## Do this
Reproduce exactly the line in which "Identify a point for each instance of the figurine's legs" occurs and all the lines after it, ending with the last line.

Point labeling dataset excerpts
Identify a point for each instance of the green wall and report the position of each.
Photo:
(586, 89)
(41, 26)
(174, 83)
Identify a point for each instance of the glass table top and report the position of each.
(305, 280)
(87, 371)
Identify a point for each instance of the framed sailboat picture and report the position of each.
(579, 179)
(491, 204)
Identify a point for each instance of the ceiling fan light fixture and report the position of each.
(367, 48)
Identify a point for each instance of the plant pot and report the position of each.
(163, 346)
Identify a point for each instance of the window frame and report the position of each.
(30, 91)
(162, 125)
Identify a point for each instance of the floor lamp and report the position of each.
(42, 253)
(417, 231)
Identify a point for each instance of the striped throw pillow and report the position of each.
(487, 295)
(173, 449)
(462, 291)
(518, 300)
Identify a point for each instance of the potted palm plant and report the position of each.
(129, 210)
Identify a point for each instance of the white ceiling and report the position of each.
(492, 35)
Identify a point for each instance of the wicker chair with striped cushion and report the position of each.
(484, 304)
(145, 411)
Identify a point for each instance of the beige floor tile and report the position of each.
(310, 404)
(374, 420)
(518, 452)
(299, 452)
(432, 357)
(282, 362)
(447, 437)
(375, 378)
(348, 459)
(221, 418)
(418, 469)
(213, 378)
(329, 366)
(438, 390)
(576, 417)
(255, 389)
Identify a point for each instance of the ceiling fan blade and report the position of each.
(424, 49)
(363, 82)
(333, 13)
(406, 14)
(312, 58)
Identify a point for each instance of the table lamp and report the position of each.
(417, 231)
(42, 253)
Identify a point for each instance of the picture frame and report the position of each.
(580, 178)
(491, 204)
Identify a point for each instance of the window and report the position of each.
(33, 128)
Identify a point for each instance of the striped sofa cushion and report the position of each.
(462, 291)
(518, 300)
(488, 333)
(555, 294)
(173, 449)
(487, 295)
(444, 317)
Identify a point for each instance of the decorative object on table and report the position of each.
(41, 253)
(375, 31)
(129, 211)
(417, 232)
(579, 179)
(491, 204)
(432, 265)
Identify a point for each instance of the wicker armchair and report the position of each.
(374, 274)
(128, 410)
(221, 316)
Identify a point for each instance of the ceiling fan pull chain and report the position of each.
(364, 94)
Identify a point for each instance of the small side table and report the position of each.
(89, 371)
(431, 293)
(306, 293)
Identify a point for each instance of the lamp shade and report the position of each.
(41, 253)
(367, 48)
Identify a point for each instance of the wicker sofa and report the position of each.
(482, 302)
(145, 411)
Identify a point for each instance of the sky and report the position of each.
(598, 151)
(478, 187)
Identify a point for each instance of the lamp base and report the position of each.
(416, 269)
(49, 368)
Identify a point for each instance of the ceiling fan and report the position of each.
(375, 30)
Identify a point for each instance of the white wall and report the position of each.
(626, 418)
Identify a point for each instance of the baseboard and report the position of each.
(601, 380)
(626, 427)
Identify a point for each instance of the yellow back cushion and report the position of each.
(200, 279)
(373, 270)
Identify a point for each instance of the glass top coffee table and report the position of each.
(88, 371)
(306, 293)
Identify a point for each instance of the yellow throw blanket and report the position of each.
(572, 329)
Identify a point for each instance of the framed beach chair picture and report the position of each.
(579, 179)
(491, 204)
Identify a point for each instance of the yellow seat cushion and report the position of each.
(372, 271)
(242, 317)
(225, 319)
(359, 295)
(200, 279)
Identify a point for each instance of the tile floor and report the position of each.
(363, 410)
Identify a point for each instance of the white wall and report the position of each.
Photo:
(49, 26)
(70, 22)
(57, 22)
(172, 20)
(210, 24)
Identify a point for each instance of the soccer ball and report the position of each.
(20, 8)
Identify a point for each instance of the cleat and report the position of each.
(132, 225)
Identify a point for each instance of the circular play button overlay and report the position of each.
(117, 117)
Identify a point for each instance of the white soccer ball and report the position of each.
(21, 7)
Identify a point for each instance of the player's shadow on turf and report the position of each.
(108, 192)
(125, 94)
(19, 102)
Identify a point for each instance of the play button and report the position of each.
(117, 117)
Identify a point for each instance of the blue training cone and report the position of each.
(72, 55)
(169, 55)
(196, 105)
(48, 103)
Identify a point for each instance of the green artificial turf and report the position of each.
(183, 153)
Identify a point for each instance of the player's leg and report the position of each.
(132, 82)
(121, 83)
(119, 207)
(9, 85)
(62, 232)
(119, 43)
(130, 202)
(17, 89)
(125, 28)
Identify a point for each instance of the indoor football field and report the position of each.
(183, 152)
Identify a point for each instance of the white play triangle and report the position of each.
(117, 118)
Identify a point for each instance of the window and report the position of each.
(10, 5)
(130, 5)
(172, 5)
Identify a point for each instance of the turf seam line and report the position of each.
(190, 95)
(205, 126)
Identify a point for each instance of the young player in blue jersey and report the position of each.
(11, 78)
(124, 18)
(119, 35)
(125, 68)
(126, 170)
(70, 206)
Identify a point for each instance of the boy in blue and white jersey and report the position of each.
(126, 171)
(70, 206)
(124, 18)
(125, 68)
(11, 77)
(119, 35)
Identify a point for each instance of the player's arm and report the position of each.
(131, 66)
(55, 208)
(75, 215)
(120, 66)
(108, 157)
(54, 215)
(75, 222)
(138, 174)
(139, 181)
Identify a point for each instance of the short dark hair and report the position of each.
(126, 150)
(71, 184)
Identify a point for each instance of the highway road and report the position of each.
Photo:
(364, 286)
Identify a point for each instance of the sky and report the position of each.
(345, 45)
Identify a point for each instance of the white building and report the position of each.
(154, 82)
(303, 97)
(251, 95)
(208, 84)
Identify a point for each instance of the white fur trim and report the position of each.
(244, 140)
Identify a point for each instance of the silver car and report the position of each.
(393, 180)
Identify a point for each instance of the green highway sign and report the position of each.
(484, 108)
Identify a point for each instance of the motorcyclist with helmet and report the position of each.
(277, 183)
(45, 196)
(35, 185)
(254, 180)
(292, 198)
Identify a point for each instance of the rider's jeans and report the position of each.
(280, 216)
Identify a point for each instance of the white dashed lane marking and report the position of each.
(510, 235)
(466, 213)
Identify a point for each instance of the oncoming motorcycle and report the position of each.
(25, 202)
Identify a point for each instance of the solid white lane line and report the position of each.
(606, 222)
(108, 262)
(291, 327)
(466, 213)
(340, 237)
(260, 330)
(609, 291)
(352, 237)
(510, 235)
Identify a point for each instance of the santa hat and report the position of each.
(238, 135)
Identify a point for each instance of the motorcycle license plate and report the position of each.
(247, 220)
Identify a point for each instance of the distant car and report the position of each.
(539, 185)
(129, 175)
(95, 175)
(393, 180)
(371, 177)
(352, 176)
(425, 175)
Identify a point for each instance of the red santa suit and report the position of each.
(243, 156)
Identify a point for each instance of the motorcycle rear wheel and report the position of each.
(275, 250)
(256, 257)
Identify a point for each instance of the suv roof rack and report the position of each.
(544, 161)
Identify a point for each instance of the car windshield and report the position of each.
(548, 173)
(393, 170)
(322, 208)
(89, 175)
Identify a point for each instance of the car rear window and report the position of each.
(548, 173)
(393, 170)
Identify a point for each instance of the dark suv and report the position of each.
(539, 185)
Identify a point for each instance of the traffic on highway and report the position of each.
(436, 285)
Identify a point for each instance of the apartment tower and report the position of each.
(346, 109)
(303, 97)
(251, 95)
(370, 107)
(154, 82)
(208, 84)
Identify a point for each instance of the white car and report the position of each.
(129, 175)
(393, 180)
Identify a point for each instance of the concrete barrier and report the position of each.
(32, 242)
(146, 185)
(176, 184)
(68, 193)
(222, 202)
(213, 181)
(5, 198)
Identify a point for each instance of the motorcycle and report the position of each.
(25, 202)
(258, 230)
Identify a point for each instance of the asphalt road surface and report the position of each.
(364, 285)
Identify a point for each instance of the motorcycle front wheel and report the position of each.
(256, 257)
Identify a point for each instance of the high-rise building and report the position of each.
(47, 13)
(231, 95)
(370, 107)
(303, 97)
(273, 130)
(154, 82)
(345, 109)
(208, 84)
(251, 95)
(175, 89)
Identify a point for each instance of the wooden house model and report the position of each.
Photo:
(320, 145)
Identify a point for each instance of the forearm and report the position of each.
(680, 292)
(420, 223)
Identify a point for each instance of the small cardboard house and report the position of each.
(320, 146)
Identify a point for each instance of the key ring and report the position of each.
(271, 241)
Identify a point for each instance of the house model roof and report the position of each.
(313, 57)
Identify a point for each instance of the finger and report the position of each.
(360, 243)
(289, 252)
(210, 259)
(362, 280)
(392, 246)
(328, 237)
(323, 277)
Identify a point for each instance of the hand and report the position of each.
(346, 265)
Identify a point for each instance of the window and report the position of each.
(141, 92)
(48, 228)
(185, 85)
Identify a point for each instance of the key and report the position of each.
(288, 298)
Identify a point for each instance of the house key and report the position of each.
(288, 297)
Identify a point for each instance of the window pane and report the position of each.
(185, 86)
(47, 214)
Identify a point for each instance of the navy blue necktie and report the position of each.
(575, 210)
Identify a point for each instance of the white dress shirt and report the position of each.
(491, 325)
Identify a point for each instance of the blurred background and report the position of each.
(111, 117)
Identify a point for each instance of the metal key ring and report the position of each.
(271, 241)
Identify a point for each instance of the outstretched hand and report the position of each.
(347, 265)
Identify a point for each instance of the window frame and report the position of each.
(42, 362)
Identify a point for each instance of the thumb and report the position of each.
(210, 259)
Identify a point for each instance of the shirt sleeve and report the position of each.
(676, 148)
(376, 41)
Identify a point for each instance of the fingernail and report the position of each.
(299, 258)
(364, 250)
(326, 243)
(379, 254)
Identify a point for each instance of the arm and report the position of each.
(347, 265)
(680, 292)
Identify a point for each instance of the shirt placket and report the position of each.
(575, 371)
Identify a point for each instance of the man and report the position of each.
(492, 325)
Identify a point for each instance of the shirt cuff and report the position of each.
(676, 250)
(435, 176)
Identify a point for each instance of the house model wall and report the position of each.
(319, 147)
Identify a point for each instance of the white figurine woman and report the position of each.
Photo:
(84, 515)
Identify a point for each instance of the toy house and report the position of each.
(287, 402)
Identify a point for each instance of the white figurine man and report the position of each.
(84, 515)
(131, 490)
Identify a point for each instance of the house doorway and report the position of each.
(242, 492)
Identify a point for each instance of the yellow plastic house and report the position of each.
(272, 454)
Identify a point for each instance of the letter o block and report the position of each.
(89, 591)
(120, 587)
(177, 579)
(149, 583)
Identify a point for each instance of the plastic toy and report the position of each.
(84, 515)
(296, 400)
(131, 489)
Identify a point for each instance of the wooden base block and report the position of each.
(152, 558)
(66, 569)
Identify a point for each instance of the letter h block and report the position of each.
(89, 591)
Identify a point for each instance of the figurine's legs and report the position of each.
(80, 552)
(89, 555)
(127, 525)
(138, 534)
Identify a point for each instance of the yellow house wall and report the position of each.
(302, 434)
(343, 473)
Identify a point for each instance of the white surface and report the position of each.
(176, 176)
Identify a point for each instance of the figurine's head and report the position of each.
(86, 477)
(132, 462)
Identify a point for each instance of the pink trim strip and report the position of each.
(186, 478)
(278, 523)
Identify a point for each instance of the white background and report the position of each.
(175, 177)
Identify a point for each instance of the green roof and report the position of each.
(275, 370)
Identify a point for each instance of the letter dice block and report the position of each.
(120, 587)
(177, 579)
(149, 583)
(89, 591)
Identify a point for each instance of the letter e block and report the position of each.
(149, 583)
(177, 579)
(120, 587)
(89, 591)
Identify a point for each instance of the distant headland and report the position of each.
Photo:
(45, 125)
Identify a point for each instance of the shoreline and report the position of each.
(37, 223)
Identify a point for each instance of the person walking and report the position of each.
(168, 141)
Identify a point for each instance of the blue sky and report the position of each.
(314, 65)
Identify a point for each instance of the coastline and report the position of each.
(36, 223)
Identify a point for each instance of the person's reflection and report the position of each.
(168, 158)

## Output
Identify a point for each instance of the figurine's legs and report the position of each.
(80, 552)
(89, 555)
(127, 525)
(138, 534)
Identify a point for each instance of the yellow house wall and report the position of each.
(302, 434)
(343, 473)
Identify a point for each instance of the white surface and report the position of each.
(176, 176)
Identify a point for each instance of the figurine's head and report the position of each.
(86, 477)
(132, 462)
Identify a point for each instance of the pink trim strip and report the position of each.
(186, 478)
(278, 523)
Identify a point for each instance of the white background and report the position of each.
(175, 177)
Identify a point for each instance of the green roof and report the position of each.
(275, 370)
Identify a point for each instance of the letter dice block and report the position of each.
(120, 587)
(177, 579)
(149, 583)
(89, 591)
Identify a point for each instance of the letter e block and report the position of each.
(149, 583)
(177, 579)
(120, 587)
(89, 591)
Identify a point for each instance of the distant headland and report the position of each.
Photo:
(45, 125)
Identify a point for each instance of the shoreline and report the position of each.
(37, 223)
Identify a point for each instance of the person walking and report the position of each.
(168, 141)
Identify a point for each instance of the blue sky and report the position of each.
(314, 65)
Identify a point for each instance of the coastline and report the position of each.
(36, 223)
Identify a point for each instance of the person's reflection and report the position of each.
(168, 158)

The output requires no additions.